— START Task data —
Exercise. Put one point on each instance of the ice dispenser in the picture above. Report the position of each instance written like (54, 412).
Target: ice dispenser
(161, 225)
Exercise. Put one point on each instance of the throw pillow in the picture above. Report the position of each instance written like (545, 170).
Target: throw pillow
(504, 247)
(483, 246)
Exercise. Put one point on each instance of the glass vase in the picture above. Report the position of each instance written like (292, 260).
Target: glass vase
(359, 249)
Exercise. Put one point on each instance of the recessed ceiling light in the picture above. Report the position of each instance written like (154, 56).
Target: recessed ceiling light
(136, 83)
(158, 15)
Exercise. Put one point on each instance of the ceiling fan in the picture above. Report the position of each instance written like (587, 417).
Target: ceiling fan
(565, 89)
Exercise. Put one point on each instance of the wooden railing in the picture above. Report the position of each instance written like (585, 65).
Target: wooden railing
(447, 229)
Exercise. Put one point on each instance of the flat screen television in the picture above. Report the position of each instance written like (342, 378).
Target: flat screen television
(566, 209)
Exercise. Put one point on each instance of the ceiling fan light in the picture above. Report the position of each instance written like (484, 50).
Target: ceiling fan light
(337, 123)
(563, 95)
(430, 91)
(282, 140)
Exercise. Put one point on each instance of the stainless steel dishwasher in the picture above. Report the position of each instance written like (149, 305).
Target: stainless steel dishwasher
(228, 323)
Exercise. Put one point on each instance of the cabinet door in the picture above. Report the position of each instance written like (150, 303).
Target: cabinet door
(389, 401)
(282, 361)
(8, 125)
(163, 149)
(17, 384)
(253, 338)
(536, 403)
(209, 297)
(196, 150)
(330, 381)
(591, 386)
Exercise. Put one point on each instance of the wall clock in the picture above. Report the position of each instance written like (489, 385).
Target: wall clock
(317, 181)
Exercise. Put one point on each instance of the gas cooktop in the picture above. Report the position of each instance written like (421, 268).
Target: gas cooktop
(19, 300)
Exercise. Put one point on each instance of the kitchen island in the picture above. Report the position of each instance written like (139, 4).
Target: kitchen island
— END Task data —
▸ **Brief**
Rewrite every line from the one containing "like (587, 417)." down to the last line, rescaling each coordinate in the answers by 1.35 and rounding to whole numbers, halves up. Keep every other line and every other number as it is.

▸ **Reply**
Exercise. Put one point on each instance of the ceiling fan in the picture above. Report the position of each instance written like (587, 417).
Target: ceiling fan
(763, 120)
Exercise. Put one point on each instance of the wooden railing in the picture above. Report the position of each instance written like (585, 65).
Target: wooden railing
(603, 309)
Exercise. Put one point on each instance of the flat screen television in the picture above. Report the position of each instance written like (342, 378).
Target: flat screen television
(764, 282)
Exercise. Put one point on each instance of the ceiling fan light in the picture above. Report the position of each instance written like (484, 50).
Target: ceiling fan light
(455, 166)
(760, 128)
(581, 123)
(381, 189)
Exercise. Put one point on each instance of the stainless steel dishwasher in the picture above. Report the position of each instance written like (149, 305).
Target: stainless steel dishwasher
(308, 436)
Exercise. Put one point on each instance of the cabinet door in the picture above. Report the position of each instance written like (150, 303).
Target: cabinet door
(525, 541)
(381, 487)
(11, 169)
(220, 201)
(23, 518)
(342, 456)
(724, 544)
(282, 401)
(265, 203)
(446, 514)
(798, 521)
Exercise. Put one point on each instance of the wall clock in the picture above. Report the position of each instance written like (489, 385).
Target: wall clock
(428, 244)
Exercise. Put one point on each instance of the gas cooktop in the picture above. Report the position of each instance written like (421, 268).
Target: gas cooktop
(26, 405)
Exercise. Put one point on each instance of the kitchen island in the picture above. Report the position of each instance written like (139, 4).
Target: kitchen island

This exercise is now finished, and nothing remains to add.